Data section below:

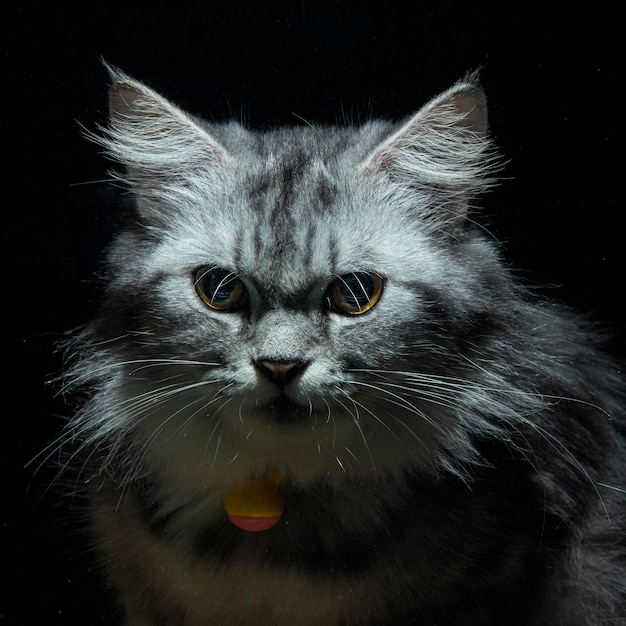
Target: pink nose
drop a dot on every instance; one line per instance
(280, 372)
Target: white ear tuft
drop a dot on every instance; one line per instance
(443, 150)
(153, 138)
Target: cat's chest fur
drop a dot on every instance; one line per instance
(316, 305)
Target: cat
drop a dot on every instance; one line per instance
(310, 316)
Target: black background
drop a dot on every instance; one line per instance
(552, 77)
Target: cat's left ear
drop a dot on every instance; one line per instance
(443, 151)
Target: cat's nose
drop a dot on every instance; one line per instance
(280, 372)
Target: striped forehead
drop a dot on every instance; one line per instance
(290, 206)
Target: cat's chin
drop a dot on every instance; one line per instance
(284, 410)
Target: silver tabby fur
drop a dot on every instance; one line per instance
(454, 456)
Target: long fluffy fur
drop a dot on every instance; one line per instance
(453, 456)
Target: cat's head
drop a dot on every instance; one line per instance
(304, 298)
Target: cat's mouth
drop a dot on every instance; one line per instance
(284, 410)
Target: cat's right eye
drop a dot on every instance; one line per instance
(220, 289)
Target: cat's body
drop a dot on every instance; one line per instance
(314, 302)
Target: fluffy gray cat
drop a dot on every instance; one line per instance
(314, 394)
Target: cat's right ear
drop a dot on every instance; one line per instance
(159, 144)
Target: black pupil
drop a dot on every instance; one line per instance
(218, 286)
(357, 290)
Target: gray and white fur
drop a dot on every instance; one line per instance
(451, 451)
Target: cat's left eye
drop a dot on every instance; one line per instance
(354, 293)
(220, 289)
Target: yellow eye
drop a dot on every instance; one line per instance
(220, 289)
(354, 293)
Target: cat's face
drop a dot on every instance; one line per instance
(293, 299)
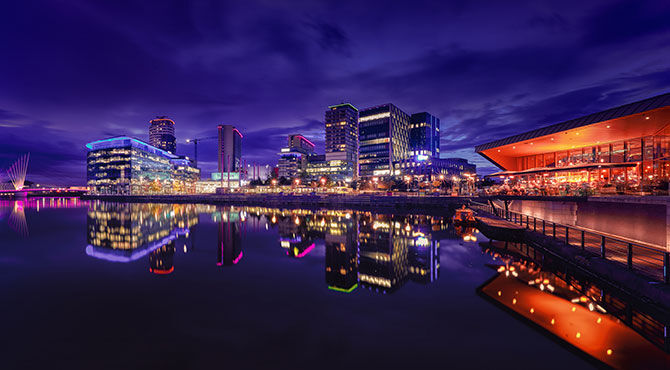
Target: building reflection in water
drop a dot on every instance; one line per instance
(17, 217)
(121, 232)
(597, 323)
(229, 248)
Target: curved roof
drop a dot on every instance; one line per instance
(655, 102)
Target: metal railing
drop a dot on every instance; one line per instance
(648, 261)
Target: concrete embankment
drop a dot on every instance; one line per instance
(353, 201)
(590, 264)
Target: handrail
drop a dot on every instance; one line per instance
(649, 261)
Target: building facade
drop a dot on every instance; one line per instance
(620, 150)
(161, 134)
(341, 123)
(383, 133)
(432, 168)
(318, 167)
(229, 149)
(125, 165)
(424, 136)
(293, 158)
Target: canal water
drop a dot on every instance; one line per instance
(101, 285)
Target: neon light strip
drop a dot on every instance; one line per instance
(139, 142)
(307, 250)
(306, 139)
(342, 105)
(343, 290)
(236, 260)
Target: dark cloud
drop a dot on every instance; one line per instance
(76, 71)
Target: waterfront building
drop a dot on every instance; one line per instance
(341, 123)
(161, 134)
(383, 139)
(424, 136)
(229, 149)
(318, 167)
(293, 158)
(433, 168)
(341, 241)
(229, 249)
(620, 150)
(125, 165)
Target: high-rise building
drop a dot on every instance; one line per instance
(299, 143)
(383, 132)
(342, 136)
(161, 134)
(424, 136)
(293, 158)
(229, 149)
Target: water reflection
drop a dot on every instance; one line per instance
(365, 251)
(574, 310)
(17, 220)
(121, 232)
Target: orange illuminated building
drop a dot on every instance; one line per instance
(620, 150)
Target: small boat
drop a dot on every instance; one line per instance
(497, 229)
(464, 216)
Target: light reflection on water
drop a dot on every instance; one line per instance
(356, 251)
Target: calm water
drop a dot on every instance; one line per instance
(107, 285)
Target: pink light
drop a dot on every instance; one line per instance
(304, 138)
(307, 250)
(236, 260)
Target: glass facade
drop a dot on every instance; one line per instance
(384, 139)
(637, 165)
(424, 135)
(129, 166)
(342, 135)
(124, 232)
(161, 134)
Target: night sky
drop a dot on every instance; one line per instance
(75, 71)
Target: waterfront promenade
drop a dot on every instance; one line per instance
(349, 201)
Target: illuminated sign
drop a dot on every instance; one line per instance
(216, 176)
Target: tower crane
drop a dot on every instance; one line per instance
(195, 145)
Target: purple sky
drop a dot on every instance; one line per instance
(73, 71)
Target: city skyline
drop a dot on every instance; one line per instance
(528, 67)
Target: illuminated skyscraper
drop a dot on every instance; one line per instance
(293, 158)
(384, 139)
(424, 136)
(229, 149)
(161, 134)
(229, 251)
(342, 136)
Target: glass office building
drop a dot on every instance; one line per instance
(128, 166)
(424, 136)
(620, 150)
(293, 158)
(341, 145)
(383, 133)
(161, 134)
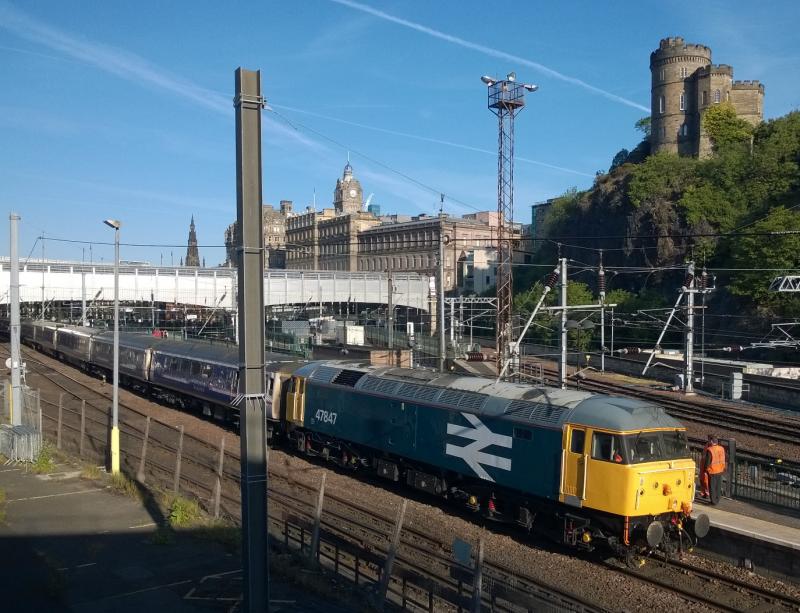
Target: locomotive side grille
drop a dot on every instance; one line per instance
(348, 377)
(325, 374)
(537, 412)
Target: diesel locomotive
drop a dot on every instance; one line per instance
(592, 469)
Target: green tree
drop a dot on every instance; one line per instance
(662, 176)
(705, 202)
(724, 127)
(644, 125)
(619, 159)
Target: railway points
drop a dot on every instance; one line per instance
(346, 483)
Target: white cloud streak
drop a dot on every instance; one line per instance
(130, 67)
(497, 53)
(427, 139)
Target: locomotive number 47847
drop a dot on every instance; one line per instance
(328, 417)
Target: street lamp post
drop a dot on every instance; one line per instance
(113, 223)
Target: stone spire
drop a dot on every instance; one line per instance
(192, 255)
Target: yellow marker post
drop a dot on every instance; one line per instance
(114, 450)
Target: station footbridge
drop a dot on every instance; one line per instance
(57, 281)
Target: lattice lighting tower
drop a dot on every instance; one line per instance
(506, 99)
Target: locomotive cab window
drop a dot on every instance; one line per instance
(577, 441)
(608, 447)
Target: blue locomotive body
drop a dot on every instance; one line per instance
(453, 427)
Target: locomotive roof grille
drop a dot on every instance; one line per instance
(423, 392)
(536, 412)
(463, 400)
(325, 374)
(348, 377)
(381, 386)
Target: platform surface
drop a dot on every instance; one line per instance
(755, 521)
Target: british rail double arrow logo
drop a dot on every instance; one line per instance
(473, 453)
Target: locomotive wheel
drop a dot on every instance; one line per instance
(633, 559)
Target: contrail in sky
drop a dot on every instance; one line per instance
(426, 139)
(491, 52)
(125, 65)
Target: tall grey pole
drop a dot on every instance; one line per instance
(602, 339)
(562, 370)
(83, 298)
(390, 311)
(16, 363)
(115, 387)
(688, 385)
(442, 346)
(252, 411)
(43, 271)
(612, 332)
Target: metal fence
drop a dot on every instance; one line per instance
(352, 541)
(755, 479)
(21, 442)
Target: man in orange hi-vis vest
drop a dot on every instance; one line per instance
(712, 467)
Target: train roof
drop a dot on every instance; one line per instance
(624, 414)
(543, 407)
(80, 330)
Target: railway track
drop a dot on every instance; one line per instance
(420, 552)
(709, 588)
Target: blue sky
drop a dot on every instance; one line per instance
(112, 109)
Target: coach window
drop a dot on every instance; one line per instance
(577, 442)
(607, 447)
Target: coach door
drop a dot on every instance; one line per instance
(573, 466)
(295, 400)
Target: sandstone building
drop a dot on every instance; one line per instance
(684, 85)
(192, 253)
(413, 246)
(273, 227)
(347, 238)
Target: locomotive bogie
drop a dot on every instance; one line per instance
(593, 469)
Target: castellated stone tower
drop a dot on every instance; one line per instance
(684, 84)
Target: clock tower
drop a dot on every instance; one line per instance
(347, 197)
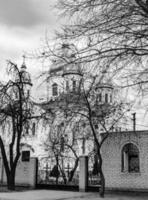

End of Data section.

> Task
Where in the records above does the word "coach" appear? Copy each line that holds it.

> Answer section
Target: coach window
Target: coach door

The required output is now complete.